Top of SUPPLIED RECORDS

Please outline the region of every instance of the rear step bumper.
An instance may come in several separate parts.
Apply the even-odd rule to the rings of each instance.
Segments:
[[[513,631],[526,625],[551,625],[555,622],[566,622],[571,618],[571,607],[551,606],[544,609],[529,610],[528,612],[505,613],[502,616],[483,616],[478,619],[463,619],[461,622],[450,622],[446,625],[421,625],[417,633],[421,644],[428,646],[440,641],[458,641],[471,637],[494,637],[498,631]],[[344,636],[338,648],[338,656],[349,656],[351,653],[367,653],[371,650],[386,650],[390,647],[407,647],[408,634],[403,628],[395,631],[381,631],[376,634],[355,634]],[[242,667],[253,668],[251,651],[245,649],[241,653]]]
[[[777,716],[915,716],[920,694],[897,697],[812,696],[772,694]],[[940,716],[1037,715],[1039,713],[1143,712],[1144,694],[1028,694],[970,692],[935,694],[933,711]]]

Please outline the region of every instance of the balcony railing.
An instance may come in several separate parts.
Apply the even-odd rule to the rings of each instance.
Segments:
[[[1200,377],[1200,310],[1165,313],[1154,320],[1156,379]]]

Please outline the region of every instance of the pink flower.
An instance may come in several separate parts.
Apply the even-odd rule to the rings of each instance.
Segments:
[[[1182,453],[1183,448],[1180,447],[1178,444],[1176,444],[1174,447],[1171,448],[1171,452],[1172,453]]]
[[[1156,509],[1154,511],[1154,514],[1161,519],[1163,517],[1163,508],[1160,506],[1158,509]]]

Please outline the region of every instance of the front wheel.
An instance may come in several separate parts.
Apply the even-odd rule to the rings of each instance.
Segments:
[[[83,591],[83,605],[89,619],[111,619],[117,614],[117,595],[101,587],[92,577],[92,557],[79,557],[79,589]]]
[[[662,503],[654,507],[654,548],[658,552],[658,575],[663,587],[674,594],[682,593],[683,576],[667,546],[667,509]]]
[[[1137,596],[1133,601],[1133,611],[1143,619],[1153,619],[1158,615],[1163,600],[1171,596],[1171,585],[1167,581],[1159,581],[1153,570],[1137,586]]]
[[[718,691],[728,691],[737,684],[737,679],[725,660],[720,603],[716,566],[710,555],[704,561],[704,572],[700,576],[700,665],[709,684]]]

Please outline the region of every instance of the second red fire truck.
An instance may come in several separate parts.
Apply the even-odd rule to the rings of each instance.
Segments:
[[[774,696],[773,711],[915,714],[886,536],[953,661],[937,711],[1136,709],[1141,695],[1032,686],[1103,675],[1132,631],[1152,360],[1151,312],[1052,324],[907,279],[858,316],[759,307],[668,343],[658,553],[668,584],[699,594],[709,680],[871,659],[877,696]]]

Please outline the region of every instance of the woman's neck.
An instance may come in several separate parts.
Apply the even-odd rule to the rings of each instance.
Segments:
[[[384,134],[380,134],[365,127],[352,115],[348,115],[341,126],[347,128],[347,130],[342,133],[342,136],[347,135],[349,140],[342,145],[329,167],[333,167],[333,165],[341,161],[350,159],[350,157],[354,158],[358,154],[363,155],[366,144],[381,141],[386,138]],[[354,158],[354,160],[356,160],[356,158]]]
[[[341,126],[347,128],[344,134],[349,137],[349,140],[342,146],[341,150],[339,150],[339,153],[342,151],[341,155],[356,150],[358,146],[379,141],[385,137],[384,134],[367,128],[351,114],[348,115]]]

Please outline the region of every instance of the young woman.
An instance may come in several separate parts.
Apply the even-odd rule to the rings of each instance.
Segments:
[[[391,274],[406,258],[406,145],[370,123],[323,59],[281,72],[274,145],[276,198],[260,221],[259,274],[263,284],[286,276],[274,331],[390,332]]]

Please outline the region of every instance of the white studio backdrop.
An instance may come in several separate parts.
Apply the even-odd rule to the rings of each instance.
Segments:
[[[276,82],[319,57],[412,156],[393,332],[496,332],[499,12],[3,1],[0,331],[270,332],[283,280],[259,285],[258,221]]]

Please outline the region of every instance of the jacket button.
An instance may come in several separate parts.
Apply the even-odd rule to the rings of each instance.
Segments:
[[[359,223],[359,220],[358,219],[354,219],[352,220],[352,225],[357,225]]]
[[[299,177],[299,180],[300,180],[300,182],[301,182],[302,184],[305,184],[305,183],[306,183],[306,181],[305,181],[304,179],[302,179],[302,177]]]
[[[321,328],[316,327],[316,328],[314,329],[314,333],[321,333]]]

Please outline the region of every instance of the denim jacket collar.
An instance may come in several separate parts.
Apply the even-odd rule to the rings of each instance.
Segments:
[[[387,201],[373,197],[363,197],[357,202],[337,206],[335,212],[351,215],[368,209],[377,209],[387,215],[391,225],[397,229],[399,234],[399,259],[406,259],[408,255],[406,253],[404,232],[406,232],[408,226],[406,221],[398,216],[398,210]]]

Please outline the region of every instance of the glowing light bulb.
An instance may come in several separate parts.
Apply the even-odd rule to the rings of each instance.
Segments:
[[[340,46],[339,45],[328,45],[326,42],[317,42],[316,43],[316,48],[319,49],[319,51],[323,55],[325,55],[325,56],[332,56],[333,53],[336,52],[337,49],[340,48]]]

Bottom of SUPPLIED RECORDS

_ACTIVITY_:
Which lines of the data include the word "jacket"? Copy each one.

_RESULT OF THE EXERCISE_:
Please outline the region of every instance of the jacket button.
Please outline the region of every instance of the denim jacket collar.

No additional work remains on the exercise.